REQUIRED TASK A:
Answer these questions using the excerpt on the city council's sign ordinance debate, one answer per line, marked (i), (ii) and (iii) to match.
(i) Who responded that state law has disclosure requirements for signage?
(ii) What minimum display time per image did one council member urge for electronic-message boards?
(iii) What baseline maximum size does the draft propose for signs?

A council member, recounting a past campaign experience, urged clearer disclosure on yard signs after a volunteer taped over his name on a multiple-candidate sign: "I'd love to know who created the sign so that we can, you know, have some accountability," the council member said. City attorney (S6) responded that "the state law does have disclosure requirements for signage" and cautioned that state changes this session might affect what the city can require.

Why it matters: the proposed changes would affect how long political signs must remain after an election, where signs may be placed on city property, whether new limits apply to all sign sizes and who is responsible for enforcement. Several members said they preferred a clear, enforceable local rule even if the state adopts its own standard.

Council debate covered several specific elements. Members discussed aligning a sign-removal timeframe with a pending state bill (14 days) or keeping a shorter local period (three to five days). One council member urged banning tall "wind" or feather-style banner signs and limiting electronic-message boards to non-flashing, dimmable displays with an eight-second minimum per image to reduce driver distraction. "Brightness is the biggest thing," a council member said; staff said modern displays are dimmable.

The draft also proposes a 200-square-foot baseline maximum for signs, with frontage-based allowances for larger lots; members asked staff to add a clear maximum and to make the ordinance's table consistent with other setback and overhang language. Several council members recommended a joint review with the planning commission before final approval.

AVAILABLE RECORDS:
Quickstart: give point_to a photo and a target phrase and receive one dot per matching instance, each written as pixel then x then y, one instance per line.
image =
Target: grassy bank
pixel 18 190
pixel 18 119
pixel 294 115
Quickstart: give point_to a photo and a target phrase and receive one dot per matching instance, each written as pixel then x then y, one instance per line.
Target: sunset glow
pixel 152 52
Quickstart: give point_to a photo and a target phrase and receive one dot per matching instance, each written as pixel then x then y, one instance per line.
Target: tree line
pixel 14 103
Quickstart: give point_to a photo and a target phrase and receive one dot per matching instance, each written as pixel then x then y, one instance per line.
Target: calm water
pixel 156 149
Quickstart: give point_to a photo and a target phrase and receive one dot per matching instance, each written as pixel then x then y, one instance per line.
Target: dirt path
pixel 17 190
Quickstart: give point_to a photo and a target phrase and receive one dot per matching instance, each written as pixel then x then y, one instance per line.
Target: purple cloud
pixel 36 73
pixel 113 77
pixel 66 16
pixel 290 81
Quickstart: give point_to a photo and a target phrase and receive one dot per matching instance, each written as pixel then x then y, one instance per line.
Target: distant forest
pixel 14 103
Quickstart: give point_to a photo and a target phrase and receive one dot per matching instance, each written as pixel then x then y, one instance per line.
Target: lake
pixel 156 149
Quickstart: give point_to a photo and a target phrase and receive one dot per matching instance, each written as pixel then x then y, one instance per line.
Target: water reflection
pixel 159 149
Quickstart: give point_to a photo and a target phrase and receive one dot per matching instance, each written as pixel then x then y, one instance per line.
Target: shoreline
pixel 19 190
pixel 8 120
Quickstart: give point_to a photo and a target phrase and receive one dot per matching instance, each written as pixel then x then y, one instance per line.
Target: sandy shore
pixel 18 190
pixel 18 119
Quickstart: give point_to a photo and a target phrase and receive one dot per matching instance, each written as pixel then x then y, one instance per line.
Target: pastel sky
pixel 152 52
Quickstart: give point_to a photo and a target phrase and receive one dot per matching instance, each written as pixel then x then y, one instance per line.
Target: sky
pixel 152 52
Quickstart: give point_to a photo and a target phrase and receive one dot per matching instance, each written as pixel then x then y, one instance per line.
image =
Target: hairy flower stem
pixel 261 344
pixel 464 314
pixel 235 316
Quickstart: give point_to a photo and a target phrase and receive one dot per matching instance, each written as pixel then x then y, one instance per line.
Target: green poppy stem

--

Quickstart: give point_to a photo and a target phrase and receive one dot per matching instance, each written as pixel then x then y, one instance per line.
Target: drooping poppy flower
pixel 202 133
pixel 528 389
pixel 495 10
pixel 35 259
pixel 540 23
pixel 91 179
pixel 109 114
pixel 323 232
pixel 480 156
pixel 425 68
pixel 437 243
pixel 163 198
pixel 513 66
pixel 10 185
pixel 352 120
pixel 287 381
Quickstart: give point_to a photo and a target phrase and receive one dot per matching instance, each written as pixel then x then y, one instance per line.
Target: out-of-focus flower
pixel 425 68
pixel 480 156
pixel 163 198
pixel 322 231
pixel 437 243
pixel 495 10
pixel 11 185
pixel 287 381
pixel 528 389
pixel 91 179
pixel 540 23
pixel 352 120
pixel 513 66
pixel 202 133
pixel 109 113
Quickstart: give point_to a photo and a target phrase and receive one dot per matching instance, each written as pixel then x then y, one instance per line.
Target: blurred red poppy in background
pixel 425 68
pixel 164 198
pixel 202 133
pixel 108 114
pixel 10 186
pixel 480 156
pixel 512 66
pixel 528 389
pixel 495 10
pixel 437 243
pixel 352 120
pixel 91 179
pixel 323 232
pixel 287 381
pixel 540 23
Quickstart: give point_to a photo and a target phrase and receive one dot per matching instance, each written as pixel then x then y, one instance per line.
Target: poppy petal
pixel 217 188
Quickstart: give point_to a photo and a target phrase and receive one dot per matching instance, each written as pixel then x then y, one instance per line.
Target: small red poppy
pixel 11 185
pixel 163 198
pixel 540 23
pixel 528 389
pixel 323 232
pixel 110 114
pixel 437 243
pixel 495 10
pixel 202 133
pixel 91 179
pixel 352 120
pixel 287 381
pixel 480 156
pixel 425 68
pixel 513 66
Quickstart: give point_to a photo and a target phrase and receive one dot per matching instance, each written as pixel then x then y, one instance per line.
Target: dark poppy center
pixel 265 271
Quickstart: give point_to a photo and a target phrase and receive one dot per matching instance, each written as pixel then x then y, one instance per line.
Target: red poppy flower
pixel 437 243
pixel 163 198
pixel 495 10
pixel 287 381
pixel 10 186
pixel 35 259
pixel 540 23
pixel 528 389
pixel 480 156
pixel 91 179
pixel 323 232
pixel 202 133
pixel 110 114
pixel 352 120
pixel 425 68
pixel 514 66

* * *

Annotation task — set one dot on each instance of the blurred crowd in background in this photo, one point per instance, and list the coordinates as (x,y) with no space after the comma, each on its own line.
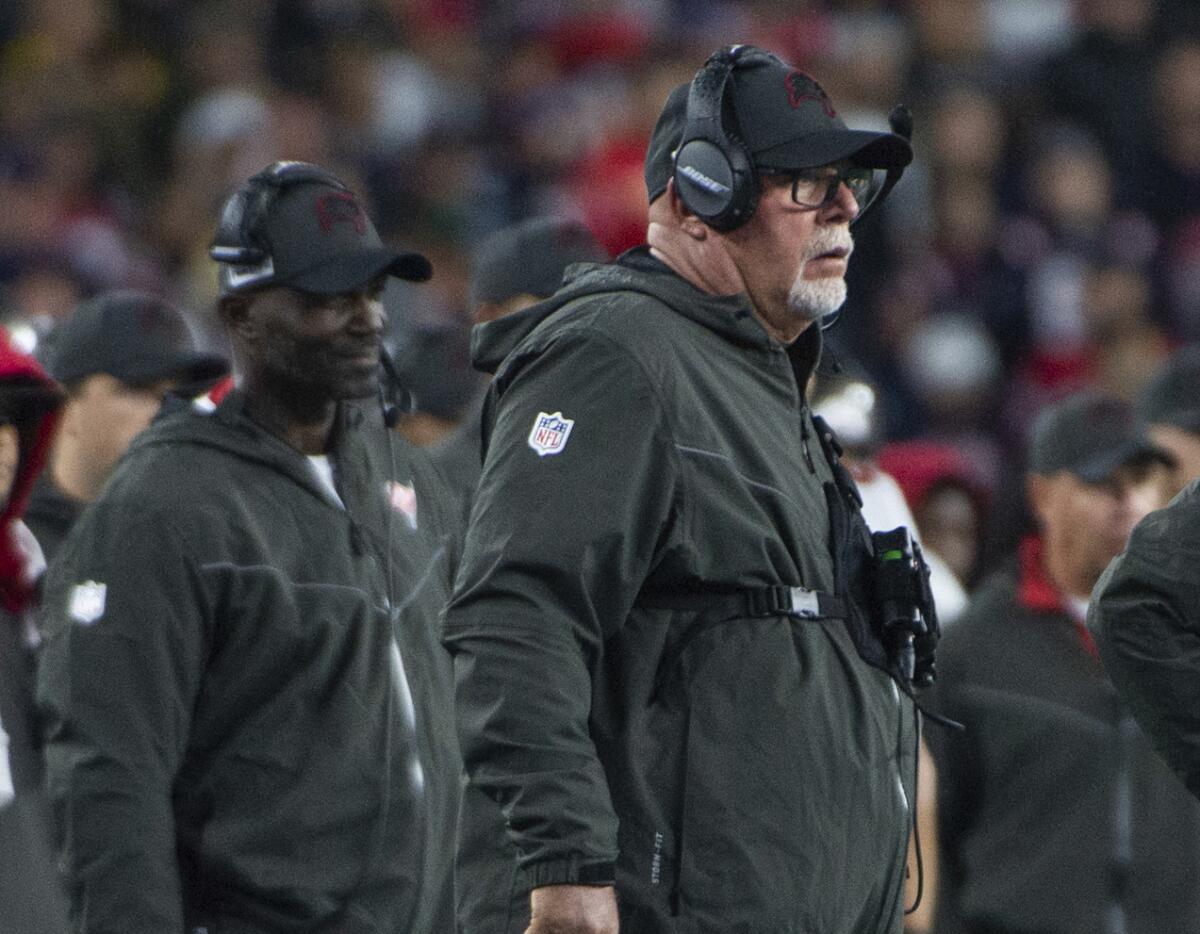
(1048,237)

REQUIRED TASK B:
Identify every line in the entries above that contains the string "stem", and copy each of those lines.

WRITTEN RESPONSE A:
(i) The city attorney (S6).
(ii) Eight seconds.
(iii) 200 square feet.

WRITTEN RESPONSE B:
Target: hairy flower stem
Target: green poppy stem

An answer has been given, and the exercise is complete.